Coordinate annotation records

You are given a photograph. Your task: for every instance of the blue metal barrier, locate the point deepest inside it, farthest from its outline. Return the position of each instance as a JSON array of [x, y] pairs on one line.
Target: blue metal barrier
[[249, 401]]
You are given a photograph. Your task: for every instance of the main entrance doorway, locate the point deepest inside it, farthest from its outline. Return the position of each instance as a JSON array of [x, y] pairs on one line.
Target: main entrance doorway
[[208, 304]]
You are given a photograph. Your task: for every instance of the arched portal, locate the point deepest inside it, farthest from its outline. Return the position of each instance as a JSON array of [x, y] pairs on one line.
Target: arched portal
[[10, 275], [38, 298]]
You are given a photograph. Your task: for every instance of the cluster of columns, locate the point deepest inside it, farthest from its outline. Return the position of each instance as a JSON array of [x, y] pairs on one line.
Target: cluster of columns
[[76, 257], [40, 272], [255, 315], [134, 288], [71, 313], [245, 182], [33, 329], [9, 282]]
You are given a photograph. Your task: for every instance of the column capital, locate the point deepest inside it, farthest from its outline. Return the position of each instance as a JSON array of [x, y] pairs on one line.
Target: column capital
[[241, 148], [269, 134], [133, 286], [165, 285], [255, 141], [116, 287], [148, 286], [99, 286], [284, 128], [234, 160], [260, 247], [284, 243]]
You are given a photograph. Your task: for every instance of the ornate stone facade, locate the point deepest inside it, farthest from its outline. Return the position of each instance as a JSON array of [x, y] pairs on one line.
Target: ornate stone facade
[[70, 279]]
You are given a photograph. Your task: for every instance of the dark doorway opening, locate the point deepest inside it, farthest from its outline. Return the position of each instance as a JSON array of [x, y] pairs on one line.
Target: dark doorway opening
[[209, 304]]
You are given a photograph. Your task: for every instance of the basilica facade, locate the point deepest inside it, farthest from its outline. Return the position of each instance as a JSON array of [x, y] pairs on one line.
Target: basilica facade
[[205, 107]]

— WHAT THE TASK ASKS —
Generate an exact reproduction of all entries.

— SOLVED PROBLEM —
You are given a photograph. Your task: for every instance of the blue metal barrier, locate the point deepest inside it, farthest from its outline. Return the position of each instance as a JSON array of [x, y] pairs on one line.
Target: blue metal barrier
[[249, 401]]
You are given a photograph. Your task: for every instance of the main entrance doorway, locate the point deepest inside it, farthest from its outline. Return the position of each instance as a JSON array of [x, y] pairs on one line.
Target: main entrance doorway
[[208, 304]]
You are given a photograph. Your task: for every instance of the arched portal, locate the point deepest inside it, farthest from its outline. Return the position of each instance as a JSON array of [x, y] pairs on one line.
Target: arched portal
[[10, 275], [38, 298]]
You are given a photograph. Your task: for every instance of the cluster of columns, locate the point deepest inside it, farthest from its outline. Return the position of each instance as a JSON array of [x, y] pairs on one line.
Target: cluster of columns
[[76, 257], [40, 272], [255, 315], [134, 288], [71, 313], [245, 182], [33, 329], [9, 282]]
You are given a photograph. Your task: for every instance of the column capital, locate the point deepest inside it, farthest from its outline. Return the position of each instance as a JSON array of [x, y] pairs on one line.
Target: column capital
[[241, 148], [269, 134], [133, 286], [165, 285], [255, 141], [116, 287], [148, 286], [99, 286], [284, 128], [234, 160], [260, 247], [284, 243]]
You are given a photograph. Your task: for every instance of the ornate stone facade, locate the point deepest inside it, farthest from its outline. Return the position of each instance as a JSON array of [x, y] pairs on one line.
Target: ornate stone facade
[[70, 279]]
You are given a photograph. Your task: for every instance of the dark doorway opening, locate the point deepest inside it, farthest from its outline. Return the position of each instance as a JSON array of [x, y] pairs on one line.
Target: dark doorway opening
[[209, 304]]
You are given a photograph. Your task: for every instance of the basilica facade, locate the point deepest inside it, farthest from its outline. Return the position of each instance as a JSON array of [x, y] pairs on one line.
Target: basilica facade
[[205, 107]]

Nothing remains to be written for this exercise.